-- start Entries --

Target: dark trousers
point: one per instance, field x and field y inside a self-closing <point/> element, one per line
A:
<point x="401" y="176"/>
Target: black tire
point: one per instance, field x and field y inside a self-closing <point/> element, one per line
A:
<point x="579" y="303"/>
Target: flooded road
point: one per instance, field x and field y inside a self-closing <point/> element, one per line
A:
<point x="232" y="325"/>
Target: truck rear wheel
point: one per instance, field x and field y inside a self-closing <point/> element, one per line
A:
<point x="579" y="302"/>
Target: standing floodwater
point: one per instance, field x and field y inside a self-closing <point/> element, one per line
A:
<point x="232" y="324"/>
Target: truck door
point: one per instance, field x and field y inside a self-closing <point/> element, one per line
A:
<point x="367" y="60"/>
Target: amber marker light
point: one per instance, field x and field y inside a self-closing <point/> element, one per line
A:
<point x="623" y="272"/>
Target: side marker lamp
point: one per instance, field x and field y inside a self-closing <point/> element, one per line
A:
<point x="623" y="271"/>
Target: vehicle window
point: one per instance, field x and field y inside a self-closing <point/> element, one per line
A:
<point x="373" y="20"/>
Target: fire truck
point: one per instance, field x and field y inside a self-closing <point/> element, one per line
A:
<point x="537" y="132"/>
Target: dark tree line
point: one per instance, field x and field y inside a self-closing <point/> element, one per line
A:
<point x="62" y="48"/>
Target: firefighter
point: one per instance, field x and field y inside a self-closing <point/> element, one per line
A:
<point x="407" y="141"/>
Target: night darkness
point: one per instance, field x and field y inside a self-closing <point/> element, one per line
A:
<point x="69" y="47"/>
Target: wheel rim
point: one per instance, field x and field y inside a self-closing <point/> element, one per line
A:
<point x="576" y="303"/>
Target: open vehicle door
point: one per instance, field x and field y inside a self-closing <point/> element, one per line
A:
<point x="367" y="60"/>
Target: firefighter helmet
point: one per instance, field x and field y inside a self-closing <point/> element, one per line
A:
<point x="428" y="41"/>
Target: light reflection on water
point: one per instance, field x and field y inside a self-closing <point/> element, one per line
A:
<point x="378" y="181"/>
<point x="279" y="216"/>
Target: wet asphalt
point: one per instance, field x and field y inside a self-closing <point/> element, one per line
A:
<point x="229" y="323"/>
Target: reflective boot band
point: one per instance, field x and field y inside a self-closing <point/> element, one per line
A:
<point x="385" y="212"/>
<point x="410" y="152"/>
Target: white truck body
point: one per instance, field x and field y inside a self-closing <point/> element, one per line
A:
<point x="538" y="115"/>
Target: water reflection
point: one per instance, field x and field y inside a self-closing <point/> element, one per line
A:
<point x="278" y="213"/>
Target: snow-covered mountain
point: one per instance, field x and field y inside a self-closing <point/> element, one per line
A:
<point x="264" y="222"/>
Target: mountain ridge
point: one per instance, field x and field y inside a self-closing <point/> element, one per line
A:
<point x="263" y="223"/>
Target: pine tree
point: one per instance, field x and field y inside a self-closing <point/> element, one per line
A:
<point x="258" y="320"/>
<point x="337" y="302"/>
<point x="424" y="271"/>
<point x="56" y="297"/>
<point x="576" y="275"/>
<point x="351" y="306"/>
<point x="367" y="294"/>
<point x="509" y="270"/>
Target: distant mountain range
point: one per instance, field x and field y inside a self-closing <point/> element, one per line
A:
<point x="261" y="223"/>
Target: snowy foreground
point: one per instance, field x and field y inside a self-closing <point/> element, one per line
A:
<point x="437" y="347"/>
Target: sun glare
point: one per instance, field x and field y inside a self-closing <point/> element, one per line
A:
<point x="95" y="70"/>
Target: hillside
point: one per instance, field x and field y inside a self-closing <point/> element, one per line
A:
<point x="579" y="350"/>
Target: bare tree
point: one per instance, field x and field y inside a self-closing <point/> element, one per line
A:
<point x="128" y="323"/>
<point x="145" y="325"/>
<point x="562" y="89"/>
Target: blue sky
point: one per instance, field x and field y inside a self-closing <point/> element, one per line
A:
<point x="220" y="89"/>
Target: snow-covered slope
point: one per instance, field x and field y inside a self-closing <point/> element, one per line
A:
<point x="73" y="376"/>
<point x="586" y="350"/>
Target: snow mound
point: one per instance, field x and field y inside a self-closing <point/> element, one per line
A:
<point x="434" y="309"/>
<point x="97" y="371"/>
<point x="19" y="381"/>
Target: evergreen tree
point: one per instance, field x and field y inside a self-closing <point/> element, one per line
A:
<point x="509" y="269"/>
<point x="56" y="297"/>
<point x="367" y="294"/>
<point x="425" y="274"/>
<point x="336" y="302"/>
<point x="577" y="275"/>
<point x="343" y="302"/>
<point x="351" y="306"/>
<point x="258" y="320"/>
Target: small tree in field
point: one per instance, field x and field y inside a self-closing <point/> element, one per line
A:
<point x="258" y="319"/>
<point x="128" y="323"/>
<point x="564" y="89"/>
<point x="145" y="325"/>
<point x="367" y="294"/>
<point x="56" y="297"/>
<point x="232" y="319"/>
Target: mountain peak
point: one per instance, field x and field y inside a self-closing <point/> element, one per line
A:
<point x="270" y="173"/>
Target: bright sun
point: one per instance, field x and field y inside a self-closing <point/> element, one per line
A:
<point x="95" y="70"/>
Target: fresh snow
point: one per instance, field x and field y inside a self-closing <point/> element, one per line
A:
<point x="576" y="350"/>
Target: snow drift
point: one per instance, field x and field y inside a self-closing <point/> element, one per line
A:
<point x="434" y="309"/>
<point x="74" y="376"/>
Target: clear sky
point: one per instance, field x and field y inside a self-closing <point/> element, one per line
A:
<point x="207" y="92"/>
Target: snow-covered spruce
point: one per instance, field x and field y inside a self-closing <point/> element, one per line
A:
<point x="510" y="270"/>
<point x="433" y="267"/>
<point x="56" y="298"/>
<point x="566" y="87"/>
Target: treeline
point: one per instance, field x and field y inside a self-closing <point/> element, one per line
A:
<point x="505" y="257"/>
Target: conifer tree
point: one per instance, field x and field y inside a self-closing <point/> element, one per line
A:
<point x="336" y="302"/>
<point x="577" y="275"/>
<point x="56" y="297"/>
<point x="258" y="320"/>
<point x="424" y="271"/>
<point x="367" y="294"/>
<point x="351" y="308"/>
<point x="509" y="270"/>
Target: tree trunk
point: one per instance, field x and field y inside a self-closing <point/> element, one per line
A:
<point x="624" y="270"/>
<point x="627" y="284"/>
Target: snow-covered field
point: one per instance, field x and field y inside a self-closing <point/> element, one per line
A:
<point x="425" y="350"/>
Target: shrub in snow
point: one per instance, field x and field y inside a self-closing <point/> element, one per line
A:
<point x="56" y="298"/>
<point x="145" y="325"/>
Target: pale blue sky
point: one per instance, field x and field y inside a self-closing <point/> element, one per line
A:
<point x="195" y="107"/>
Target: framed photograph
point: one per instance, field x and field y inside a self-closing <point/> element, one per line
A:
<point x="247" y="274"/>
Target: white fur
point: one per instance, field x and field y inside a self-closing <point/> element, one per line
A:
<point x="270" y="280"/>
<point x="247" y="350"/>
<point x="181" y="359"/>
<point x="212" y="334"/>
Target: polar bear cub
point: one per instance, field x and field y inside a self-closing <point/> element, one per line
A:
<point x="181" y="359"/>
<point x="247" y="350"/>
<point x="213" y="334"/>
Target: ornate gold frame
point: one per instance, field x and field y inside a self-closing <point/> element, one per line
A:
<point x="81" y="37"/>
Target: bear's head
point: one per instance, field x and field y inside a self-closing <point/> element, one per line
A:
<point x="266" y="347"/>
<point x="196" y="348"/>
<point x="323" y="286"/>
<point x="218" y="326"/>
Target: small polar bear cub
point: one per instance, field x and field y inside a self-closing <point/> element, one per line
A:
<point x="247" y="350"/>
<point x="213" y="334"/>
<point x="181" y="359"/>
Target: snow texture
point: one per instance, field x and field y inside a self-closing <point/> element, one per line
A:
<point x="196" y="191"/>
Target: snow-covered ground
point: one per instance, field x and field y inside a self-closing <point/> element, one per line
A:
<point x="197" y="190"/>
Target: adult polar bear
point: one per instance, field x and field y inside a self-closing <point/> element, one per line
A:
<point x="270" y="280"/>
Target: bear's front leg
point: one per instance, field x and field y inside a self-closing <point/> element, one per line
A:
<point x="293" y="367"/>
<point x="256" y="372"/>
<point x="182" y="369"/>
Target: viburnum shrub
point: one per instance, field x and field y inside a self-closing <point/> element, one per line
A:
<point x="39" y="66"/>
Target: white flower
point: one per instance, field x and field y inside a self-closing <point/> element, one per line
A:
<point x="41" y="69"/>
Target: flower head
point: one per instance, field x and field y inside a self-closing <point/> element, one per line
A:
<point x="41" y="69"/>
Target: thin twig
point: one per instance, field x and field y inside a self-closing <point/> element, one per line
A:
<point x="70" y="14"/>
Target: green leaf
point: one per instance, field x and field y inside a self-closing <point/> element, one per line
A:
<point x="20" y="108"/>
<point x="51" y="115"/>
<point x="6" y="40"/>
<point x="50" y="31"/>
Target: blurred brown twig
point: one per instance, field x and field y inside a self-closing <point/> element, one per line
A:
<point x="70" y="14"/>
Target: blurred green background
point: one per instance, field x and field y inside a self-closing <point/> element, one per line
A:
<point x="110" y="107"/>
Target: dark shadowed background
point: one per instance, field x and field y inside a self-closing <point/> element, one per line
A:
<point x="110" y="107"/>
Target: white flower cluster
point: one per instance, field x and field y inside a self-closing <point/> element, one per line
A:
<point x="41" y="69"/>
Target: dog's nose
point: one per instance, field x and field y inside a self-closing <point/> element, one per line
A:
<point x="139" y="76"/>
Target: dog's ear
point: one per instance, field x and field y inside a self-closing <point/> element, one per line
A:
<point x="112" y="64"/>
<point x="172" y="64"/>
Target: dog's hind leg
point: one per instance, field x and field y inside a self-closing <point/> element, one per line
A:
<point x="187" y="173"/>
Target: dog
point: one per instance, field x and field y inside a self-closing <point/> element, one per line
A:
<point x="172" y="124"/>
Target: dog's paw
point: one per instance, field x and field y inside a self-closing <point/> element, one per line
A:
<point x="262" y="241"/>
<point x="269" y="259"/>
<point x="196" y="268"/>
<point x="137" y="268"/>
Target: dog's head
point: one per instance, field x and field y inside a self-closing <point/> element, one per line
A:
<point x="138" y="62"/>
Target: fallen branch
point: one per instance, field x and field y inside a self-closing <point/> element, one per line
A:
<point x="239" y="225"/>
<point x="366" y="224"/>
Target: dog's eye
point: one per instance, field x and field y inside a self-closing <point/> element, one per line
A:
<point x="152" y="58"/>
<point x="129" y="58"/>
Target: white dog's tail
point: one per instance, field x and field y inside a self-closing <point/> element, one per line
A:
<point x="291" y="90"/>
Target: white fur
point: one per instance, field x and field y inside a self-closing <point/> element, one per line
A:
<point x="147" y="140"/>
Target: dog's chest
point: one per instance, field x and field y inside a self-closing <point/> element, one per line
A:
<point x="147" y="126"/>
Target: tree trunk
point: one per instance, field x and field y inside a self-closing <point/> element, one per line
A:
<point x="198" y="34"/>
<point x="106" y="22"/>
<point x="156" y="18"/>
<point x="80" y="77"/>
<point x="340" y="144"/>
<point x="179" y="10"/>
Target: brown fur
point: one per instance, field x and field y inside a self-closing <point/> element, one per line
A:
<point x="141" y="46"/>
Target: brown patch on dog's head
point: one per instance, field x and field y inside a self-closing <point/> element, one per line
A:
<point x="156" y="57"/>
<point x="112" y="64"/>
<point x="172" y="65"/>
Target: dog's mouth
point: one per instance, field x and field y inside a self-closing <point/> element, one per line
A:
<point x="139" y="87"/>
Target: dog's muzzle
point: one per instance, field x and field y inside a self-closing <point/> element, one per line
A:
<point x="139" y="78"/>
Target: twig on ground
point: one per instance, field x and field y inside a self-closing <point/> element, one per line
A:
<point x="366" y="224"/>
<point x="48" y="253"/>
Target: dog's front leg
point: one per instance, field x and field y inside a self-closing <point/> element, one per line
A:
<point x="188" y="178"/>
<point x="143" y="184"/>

-- end Entries --

Format the lines of the entries as a Markdown table with the columns Row and Line, starting at the line that contains "Target: twig on ground" and ending at the final line of the entries. Number each row and leave out any blank lines.

Exercise output
| Row | Line |
|---|---|
| 1 | Target: twig on ground |
| 2 | point: one per instance, field x and field y inside a self-closing <point/> element, one per line |
| 3 | A: |
| 4 | <point x="366" y="224"/> |
| 5 | <point x="48" y="253"/> |
| 6 | Target: dog's front leg |
| 7 | point: one per instance, field x and field y inside a self-closing <point/> element, one per line |
| 8 | A: |
| 9 | <point x="188" y="178"/> |
| 10 | <point x="143" y="184"/> |